### [Written exercise]
Recast the lines below, from the first one through the line containing "xmin=231 ymin=42 xmax=276 ymax=103" with both ends included, as a JSON list of strings with one string per line and blank lines left out.

━━━━━━━━━━━━━━━━

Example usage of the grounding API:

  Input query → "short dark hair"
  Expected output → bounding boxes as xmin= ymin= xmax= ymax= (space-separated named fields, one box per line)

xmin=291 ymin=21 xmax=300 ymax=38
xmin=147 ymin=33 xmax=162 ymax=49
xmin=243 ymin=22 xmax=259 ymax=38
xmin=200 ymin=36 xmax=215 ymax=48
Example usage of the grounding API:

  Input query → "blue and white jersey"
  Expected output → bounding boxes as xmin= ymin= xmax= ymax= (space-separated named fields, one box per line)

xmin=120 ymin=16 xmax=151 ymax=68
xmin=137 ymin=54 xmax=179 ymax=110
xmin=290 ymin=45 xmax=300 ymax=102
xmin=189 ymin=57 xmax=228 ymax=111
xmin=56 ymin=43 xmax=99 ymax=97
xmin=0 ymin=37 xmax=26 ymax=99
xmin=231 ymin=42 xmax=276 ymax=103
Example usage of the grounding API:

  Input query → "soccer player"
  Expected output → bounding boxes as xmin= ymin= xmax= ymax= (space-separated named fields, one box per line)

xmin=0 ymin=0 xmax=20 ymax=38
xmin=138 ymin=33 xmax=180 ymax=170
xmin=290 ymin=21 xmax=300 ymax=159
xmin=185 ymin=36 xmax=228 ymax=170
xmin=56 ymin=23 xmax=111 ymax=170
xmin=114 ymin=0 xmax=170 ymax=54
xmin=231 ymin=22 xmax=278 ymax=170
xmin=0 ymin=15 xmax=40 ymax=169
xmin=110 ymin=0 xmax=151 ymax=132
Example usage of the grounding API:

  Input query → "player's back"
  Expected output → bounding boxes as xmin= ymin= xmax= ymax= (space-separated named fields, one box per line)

━━━━━━━━━━━━━━━━

### [Reply to the task]
[
  "Example usage of the grounding API:",
  "  Input query → \"short dark hair\"",
  "  Expected output → bounding boxes as xmin= ymin= xmax= ymax= (space-separated named fields, one box per line)",
  "xmin=291 ymin=21 xmax=300 ymax=38",
  "xmin=147 ymin=33 xmax=162 ymax=49",
  "xmin=243 ymin=22 xmax=259 ymax=38",
  "xmin=200 ymin=36 xmax=215 ymax=48",
  "Example usage of the grounding API:",
  "  Input query → \"blue and white jersey\"",
  "  Expected output → bounding boxes as xmin= ymin= xmax= ymax= (space-separated named fields, one box per line)",
  "xmin=120 ymin=16 xmax=151 ymax=68",
  "xmin=137 ymin=54 xmax=179 ymax=110",
  "xmin=290 ymin=45 xmax=300 ymax=102",
  "xmin=189 ymin=57 xmax=228 ymax=111",
  "xmin=56 ymin=43 xmax=99 ymax=97",
  "xmin=0 ymin=37 xmax=26 ymax=99",
  "xmin=231 ymin=42 xmax=276 ymax=103"
]